What you need to do:
**a)** List every Kubernetes namespace named in the deployment runbook.
**b)** Rescale the part of the records that opens with the line containing "Outline any black pen you see." and closes with the line containing "734, 466, 758, 532", both lines included. Reproduce those lines with the requests and their format samples unchanged, multiplying every bounding-box coordinate in the answers by 1.8 and rounding to whole numbers (halves up), and omit the pictures.

Kubernetes Test and Production Deployment
Purpose
Section titled “Purpose”This runbook defines the Phase 4.5 GitOps deployment model for the dedicated k3s server.
It separates the continuously updated test instance from the manually promoted production instance while keeping both slices on the current single-node server.
Dedicated Server
Section titled “Dedicated Server”| Field | Value |
|---|---|
| Public IP | 91.99.127.138 |
| Restricted SSH user | deploy-test |
| Kubernetes | k3s |
| Ingress class | traefik |
| Storage class | local-path |
| ACME email | sens.ops@sens.at |
| Argo CD hostname | argo.iot-sens.schlossers.at |
| Test docs hostname | docs.dev.iot-sens.schlossers.at |
| Production docs hostname | docs.iot-sens.schlossers.at |
| Test API hostname | api.dev.iot-sens.schlossers.at |
| Production API hostname | api.iot-sens.schlossers.at |
The SSH private key must stay outside Git history. The repository ignores
ssh-private, ssh-private.*, *.pem, and *.key.
Desired State Repositories
Section titled “Desired State Repositories”The product repository contains:
- service source code,
- Dockerfiles,
- the Helm chart under
infra/helm/sens-platform, - documentation and CI checks.
The private SENS-GmbH/sens-platform-infra repository contains:
- cluster bootstrap resources,
- Argo CD Applications and Projects,
- Argo CD local-user RBAC,
- environment-specific Helm values,
- release metadata for immutable deployments.
No secret values may be committed to either repository.
Namespaces
Section titled “Namespaces”| Namespace | Purpose |
|---|---|
argocd | Argo CD control plane |
cert-manager | Certificate management |
sens-test | SENS Platform test release |
sens-production | SENS Platform production |
Test and production use separate Kubernetes Secrets, PVCs, TLS Secrets, Argo CD Applications, and Helm release names.
Release Selection
Section titled “Release Selection”Deployments use immutable product revisions and immutable SemVer image tags.
Runtime deployments must not use latest, branch names, git-<short-sha>,
full-SHA tags, or mutable channel tags such as test.

Records supplied:
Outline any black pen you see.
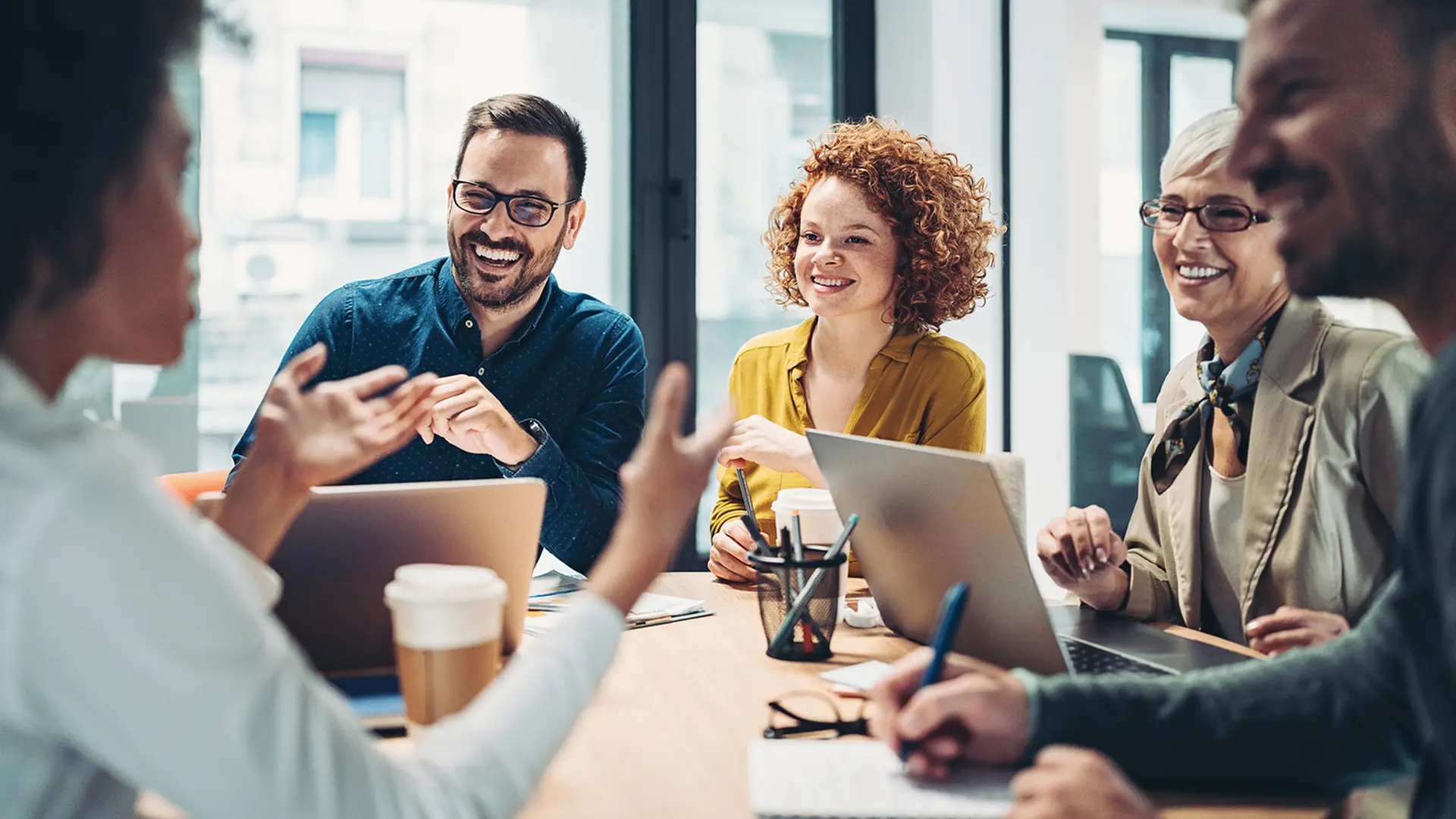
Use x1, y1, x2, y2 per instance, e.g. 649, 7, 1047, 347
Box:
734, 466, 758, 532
==
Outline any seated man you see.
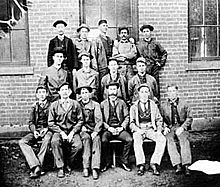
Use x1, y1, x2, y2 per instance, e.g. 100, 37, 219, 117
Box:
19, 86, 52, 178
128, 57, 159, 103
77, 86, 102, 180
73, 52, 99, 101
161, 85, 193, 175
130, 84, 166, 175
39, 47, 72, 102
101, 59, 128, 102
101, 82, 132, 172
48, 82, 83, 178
* * *
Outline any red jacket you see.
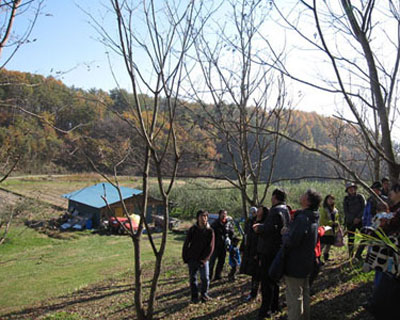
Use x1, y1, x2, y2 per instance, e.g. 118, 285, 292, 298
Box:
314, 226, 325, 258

Answers for the tasks:
**a)** argocd, cert-manager, sens-test, sens-production

**b)**
Outline any black pen you see.
Use x1, y1, x2, y2 per instance, e.g. 649, 7, 1047, 347
Box:
1321, 839, 1364, 958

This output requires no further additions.